— Exercise details —
Extract every line of the listing below that contains the word "silhouette", treating uppercase and lowercase letters as distinct.

(Excerpts from point annotation data)
(begin)

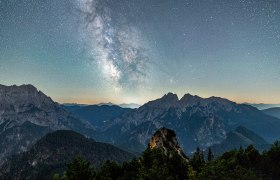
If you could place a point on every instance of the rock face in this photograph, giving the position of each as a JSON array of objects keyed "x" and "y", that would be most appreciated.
[
  {"x": 166, "y": 139},
  {"x": 27, "y": 114},
  {"x": 52, "y": 153},
  {"x": 197, "y": 121}
]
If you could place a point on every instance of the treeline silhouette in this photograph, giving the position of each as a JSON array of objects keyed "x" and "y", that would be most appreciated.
[{"x": 240, "y": 163}]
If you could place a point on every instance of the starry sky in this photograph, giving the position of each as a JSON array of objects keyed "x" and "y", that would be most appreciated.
[{"x": 124, "y": 51}]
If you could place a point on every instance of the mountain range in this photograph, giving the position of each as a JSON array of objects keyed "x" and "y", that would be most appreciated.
[
  {"x": 240, "y": 137},
  {"x": 198, "y": 121},
  {"x": 275, "y": 112},
  {"x": 262, "y": 106},
  {"x": 27, "y": 114},
  {"x": 98, "y": 116},
  {"x": 52, "y": 153}
]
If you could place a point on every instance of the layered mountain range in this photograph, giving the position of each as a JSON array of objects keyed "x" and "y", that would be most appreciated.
[
  {"x": 241, "y": 137},
  {"x": 198, "y": 121},
  {"x": 27, "y": 114},
  {"x": 275, "y": 112},
  {"x": 52, "y": 153}
]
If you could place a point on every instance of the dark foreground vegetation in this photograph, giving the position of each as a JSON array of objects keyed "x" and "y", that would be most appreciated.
[{"x": 156, "y": 164}]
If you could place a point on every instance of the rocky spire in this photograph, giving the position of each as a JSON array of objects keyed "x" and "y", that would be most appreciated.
[{"x": 166, "y": 139}]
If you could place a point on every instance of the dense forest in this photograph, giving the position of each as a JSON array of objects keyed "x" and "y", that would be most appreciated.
[{"x": 239, "y": 163}]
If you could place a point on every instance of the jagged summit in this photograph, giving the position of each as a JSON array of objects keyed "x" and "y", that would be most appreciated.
[
  {"x": 166, "y": 139},
  {"x": 22, "y": 98},
  {"x": 26, "y": 114}
]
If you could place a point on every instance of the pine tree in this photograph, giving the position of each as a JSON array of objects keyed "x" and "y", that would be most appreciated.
[{"x": 210, "y": 155}]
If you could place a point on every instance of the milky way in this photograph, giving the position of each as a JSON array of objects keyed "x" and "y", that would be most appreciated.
[
  {"x": 114, "y": 45},
  {"x": 136, "y": 50}
]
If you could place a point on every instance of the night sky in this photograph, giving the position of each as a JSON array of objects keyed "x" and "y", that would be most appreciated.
[{"x": 90, "y": 51}]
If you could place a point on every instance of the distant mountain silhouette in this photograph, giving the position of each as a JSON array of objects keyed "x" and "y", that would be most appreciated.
[
  {"x": 98, "y": 116},
  {"x": 273, "y": 112},
  {"x": 198, "y": 121},
  {"x": 240, "y": 137},
  {"x": 52, "y": 153},
  {"x": 262, "y": 106},
  {"x": 27, "y": 114}
]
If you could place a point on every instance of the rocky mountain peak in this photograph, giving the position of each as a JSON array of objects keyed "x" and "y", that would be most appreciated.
[
  {"x": 22, "y": 98},
  {"x": 166, "y": 139}
]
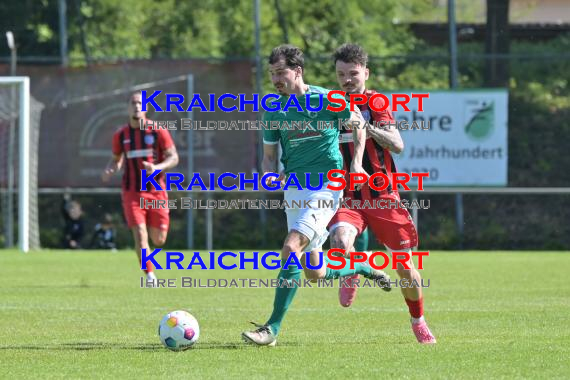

(end)

— Answer to the exercise —
If you could place a point on every instance of the treeline silhouette in this photograph, giving the position of each as a JSON array of objects keyed "x" and "y", that would be most appreciated.
If you could place a point on every instance of the distant mountain silhouette in this photograph, giving the position of each as a JSON array of objects keyed "x" and "y", that would be most appreciated.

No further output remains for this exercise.